* [THE EXERCISE]: Pull out, word for word, the lines of the listing below starting with the line that contains "Indicate the jet" and going on through the end of the listing. Leave the pictures out of your answer.

* [Point labeling dataset excerpts]:
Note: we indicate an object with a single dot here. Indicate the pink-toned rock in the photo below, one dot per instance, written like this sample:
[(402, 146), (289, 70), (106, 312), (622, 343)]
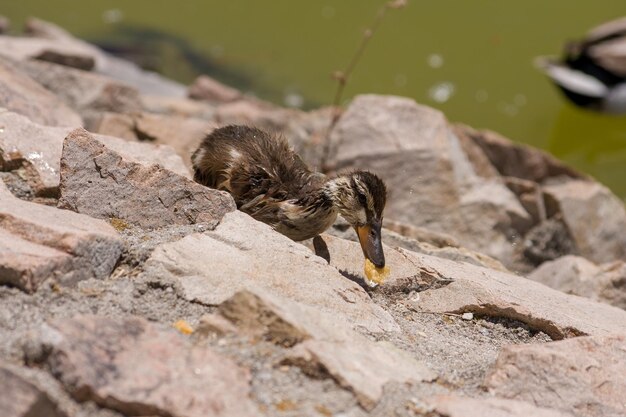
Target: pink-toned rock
[(37, 149), (38, 242), (211, 90), (5, 24), (432, 182), (404, 274), (596, 218), (214, 324), (181, 133), (23, 95), (99, 182), (456, 406), (324, 343), (22, 398), (62, 52), (88, 93), (495, 293), (128, 365), (516, 160), (575, 275), (584, 375), (246, 254), (58, 45)]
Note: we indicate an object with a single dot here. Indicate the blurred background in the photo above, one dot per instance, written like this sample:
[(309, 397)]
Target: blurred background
[(471, 59)]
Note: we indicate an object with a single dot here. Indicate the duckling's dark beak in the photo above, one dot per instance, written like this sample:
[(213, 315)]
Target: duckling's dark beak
[(371, 243)]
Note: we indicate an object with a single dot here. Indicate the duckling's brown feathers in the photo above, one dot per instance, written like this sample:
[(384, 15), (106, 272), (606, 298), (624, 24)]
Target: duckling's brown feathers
[(266, 179)]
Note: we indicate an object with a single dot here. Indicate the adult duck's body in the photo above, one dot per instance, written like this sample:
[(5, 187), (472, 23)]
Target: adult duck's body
[(592, 73), (272, 184)]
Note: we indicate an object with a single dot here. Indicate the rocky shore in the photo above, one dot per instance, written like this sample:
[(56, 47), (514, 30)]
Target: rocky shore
[(127, 289)]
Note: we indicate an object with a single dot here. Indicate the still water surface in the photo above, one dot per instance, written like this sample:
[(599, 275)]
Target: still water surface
[(471, 59)]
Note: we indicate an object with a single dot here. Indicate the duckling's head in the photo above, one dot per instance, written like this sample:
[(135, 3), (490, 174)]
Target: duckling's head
[(360, 198)]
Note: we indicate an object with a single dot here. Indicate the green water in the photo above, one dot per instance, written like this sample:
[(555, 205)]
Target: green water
[(471, 59)]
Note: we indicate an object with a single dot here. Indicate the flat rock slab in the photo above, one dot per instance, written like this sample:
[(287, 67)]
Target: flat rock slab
[(38, 242), (324, 346), (22, 398), (455, 406), (596, 218), (23, 95), (362, 369), (584, 375), (576, 275), (242, 253), (434, 184), (98, 181), (128, 365), (38, 149), (500, 294), (183, 134)]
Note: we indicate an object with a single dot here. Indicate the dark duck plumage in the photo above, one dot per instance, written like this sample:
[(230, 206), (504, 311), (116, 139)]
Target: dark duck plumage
[(272, 184), (592, 73)]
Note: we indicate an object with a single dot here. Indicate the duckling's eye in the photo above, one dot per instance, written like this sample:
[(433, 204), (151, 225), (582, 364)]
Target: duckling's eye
[(362, 199)]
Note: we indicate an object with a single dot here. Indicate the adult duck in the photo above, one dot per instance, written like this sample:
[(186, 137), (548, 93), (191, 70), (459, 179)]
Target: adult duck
[(592, 73)]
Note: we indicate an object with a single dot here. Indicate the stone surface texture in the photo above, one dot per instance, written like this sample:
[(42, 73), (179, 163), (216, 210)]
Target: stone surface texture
[(23, 95), (495, 293), (39, 242), (183, 134), (99, 182), (584, 376), (209, 89), (596, 218), (242, 253), (432, 182), (22, 398), (131, 366), (454, 406), (323, 342), (36, 149), (578, 276)]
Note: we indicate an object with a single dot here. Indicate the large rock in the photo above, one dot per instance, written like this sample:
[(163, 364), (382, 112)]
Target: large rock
[(38, 242), (516, 160), (85, 92), (456, 406), (183, 134), (21, 94), (129, 365), (578, 276), (430, 180), (495, 293), (37, 149), (22, 398), (325, 346), (99, 182), (52, 43), (584, 375), (242, 253), (211, 90), (596, 218)]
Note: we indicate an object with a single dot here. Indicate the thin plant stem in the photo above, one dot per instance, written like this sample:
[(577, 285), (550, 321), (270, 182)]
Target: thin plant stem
[(342, 77)]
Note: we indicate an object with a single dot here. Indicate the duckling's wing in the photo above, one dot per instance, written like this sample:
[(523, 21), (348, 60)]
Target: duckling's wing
[(256, 168)]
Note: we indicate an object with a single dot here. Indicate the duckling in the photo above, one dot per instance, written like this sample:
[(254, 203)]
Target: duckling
[(273, 185), (592, 73)]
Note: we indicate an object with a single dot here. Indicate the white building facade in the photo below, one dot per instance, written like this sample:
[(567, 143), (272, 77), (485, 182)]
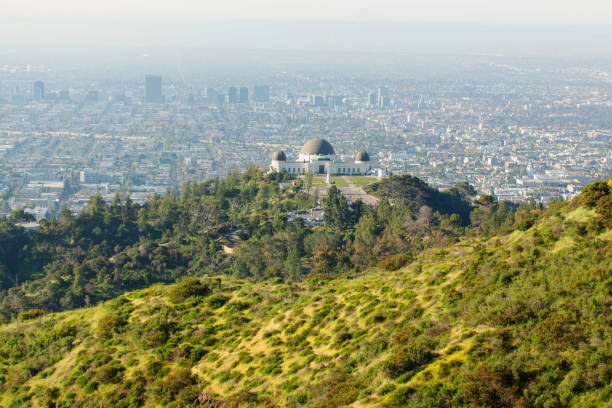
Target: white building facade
[(317, 156)]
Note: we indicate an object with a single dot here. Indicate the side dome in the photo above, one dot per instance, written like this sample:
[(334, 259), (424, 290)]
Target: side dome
[(279, 156), (317, 147), (362, 156)]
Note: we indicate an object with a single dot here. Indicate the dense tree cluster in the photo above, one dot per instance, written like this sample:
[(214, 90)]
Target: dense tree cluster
[(109, 248)]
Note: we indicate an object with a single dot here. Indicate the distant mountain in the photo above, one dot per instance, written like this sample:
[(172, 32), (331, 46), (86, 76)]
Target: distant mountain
[(520, 318)]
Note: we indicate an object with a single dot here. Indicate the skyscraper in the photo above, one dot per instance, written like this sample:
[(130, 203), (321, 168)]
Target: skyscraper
[(373, 98), (232, 95), (383, 97), (317, 100), (244, 94), (39, 90), (153, 89), (261, 93)]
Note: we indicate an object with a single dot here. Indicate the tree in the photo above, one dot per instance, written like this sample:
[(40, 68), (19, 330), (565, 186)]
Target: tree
[(335, 209)]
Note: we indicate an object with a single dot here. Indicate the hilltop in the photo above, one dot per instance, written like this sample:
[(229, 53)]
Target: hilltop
[(519, 318)]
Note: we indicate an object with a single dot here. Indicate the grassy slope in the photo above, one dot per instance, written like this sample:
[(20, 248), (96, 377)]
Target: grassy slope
[(535, 301)]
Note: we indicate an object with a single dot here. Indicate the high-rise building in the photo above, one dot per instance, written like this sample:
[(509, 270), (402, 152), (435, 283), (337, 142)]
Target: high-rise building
[(39, 90), (153, 92), (384, 102), (244, 94), (88, 176), (317, 100), (64, 95), (92, 96), (383, 97), (232, 95), (335, 100), (261, 93), (373, 98)]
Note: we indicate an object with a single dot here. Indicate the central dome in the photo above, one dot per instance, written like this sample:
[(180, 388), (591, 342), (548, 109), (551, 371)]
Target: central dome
[(317, 147)]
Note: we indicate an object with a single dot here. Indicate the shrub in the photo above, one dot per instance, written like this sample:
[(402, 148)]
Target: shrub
[(107, 326), (485, 387), (604, 208), (385, 389), (393, 263), (176, 380), (187, 288), (30, 314), (217, 300), (406, 359), (110, 373), (400, 397), (591, 193)]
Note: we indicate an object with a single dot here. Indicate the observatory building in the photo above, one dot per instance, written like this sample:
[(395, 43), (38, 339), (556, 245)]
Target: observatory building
[(317, 156)]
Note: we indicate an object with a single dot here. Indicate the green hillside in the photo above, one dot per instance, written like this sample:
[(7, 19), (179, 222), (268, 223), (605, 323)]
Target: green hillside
[(521, 319)]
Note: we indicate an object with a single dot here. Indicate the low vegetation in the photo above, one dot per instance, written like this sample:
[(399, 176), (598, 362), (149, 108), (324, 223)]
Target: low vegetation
[(518, 318)]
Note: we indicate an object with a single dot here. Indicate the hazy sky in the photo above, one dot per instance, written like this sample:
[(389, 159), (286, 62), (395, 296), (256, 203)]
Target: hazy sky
[(486, 11)]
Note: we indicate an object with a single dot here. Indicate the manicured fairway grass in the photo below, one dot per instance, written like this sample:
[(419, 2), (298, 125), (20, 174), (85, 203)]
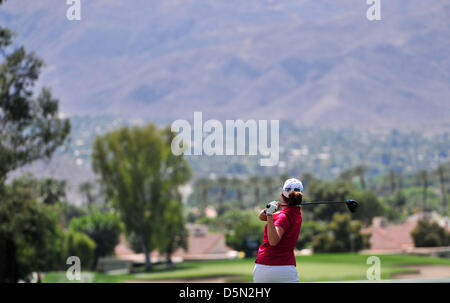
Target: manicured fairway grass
[(321, 267)]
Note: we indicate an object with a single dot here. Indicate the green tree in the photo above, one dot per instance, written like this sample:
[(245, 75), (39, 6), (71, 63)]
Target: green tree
[(140, 174), (52, 191), (29, 126), (104, 229), (329, 191), (309, 231), (430, 234), (202, 187), (223, 184), (173, 234), (341, 235), (422, 177), (30, 238), (369, 206), (441, 173), (82, 246), (246, 236), (360, 171)]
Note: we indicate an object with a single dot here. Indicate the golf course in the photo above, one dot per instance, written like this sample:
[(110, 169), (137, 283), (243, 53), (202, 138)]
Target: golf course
[(320, 268)]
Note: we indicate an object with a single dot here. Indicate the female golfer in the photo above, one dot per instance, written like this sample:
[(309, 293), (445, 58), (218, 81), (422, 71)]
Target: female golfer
[(276, 261)]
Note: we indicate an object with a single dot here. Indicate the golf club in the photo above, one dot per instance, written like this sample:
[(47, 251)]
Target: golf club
[(352, 205)]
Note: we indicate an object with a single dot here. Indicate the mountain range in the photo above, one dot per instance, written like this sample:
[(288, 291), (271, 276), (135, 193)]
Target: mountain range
[(317, 63)]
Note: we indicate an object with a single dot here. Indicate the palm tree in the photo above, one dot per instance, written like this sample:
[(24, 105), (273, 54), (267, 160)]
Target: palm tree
[(441, 174), (254, 182), (359, 171), (86, 189), (223, 186), (268, 183), (347, 175), (202, 187), (422, 176)]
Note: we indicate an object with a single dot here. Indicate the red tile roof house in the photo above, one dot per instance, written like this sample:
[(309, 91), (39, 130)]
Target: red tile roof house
[(396, 238)]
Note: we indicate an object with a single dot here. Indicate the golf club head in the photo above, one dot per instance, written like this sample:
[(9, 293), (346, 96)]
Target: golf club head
[(352, 205)]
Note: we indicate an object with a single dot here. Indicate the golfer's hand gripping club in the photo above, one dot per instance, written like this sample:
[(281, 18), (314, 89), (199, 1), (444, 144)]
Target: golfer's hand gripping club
[(272, 207)]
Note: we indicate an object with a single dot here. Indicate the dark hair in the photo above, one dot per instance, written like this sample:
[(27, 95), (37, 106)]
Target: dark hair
[(295, 198)]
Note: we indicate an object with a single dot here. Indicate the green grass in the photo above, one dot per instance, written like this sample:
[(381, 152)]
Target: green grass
[(321, 267)]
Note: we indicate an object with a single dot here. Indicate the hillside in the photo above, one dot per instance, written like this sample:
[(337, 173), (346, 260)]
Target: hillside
[(317, 63)]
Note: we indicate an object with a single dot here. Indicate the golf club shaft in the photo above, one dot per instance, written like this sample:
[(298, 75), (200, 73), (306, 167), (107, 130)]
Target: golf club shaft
[(323, 202)]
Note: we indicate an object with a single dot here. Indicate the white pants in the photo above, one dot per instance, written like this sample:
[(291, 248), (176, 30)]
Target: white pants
[(275, 274)]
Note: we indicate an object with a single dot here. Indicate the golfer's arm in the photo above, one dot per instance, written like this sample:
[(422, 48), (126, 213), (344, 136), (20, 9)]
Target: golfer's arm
[(274, 233), (262, 215)]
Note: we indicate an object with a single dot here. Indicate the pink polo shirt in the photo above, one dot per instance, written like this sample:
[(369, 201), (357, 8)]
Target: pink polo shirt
[(290, 219)]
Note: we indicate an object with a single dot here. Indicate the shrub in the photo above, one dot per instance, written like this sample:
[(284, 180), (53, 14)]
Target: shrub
[(246, 236), (80, 245), (341, 235), (104, 229)]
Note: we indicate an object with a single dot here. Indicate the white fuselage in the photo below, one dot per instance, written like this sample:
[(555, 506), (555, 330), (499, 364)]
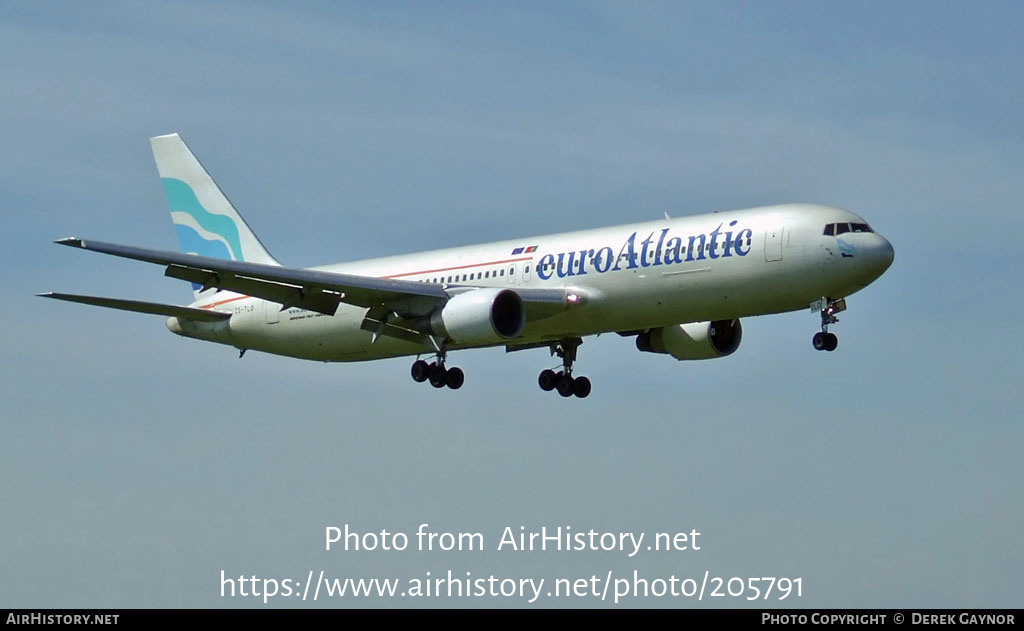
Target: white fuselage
[(631, 278)]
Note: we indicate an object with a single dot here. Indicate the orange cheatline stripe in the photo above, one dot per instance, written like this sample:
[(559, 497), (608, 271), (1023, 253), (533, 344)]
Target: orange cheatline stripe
[(213, 304), (396, 276), (507, 260)]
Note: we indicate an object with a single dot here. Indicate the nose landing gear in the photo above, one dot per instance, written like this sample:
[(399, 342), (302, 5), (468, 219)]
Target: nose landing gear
[(828, 307)]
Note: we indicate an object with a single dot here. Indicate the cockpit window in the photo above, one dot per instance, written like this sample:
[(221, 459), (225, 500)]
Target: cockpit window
[(835, 229)]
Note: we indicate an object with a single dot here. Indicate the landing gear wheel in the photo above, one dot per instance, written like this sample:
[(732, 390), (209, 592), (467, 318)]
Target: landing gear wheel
[(818, 341), (547, 380), (437, 376), (421, 370), (455, 378), (581, 387), (564, 384), (830, 341)]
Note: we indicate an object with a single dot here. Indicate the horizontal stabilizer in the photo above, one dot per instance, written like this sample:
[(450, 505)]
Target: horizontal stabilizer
[(143, 307)]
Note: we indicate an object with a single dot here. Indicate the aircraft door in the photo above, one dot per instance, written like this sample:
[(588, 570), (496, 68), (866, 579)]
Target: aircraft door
[(272, 311), (773, 244)]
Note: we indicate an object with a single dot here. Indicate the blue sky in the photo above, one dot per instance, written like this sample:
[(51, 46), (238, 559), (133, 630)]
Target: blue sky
[(134, 465)]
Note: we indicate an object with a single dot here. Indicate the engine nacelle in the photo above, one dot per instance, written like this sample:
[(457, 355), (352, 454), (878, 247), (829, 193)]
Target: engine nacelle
[(480, 317), (696, 340)]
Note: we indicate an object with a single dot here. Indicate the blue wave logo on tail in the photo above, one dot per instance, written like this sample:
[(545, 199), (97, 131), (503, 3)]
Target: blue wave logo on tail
[(225, 242), (182, 199)]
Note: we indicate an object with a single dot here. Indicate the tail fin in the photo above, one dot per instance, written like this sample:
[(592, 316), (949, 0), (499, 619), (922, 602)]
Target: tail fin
[(205, 220)]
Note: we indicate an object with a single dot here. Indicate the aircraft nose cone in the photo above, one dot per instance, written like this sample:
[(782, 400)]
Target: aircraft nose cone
[(887, 254), (174, 325)]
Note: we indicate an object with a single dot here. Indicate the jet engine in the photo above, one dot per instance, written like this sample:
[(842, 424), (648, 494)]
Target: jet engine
[(480, 317), (696, 340)]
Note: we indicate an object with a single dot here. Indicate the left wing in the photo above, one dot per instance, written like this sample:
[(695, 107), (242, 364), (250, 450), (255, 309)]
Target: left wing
[(321, 291)]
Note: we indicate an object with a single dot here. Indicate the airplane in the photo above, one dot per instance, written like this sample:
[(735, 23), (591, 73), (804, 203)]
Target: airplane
[(679, 286)]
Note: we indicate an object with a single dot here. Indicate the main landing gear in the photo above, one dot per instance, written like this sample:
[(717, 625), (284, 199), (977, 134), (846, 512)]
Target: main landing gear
[(436, 374), (563, 380), (825, 340)]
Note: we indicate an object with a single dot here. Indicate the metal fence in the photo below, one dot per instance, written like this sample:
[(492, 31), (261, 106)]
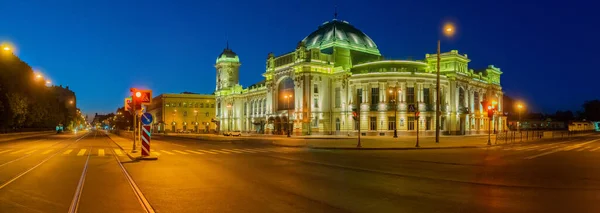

* [TASK ANSWER]:
Note: we indicate an object with a single dot here. Indicate the jet engine in the photo above, one dot per instance, written like this sample:
[(842, 424), (648, 494)]
Target: jet engine
[(480, 317), (696, 340)]
Note: we indicate an object with a single dot here. Indicate the left wing in the photo above, one dot per instance, written like this sample:
[(695, 107), (242, 364), (250, 450), (255, 309)]
Target: left wing
[(321, 291)]
Note: we indicate an object with a single dot here. Indicate the airplane in the photo above, one dot per instance, written like this sample:
[(735, 23), (591, 73), (804, 203)]
Target: airplane
[(679, 286)]
Note: we indicate an object with a single dot here. Indicate the main landing gear in the photo above, one dot per instance, written like this sample:
[(717, 625), (284, 199), (977, 134), (846, 512)]
Target: main landing gear
[(436, 374), (563, 380), (825, 340)]
Note: we indicate an object with a single dot here. Indicate the metal fence in the photo below, one dot per instance, written like this sample:
[(492, 31), (261, 106)]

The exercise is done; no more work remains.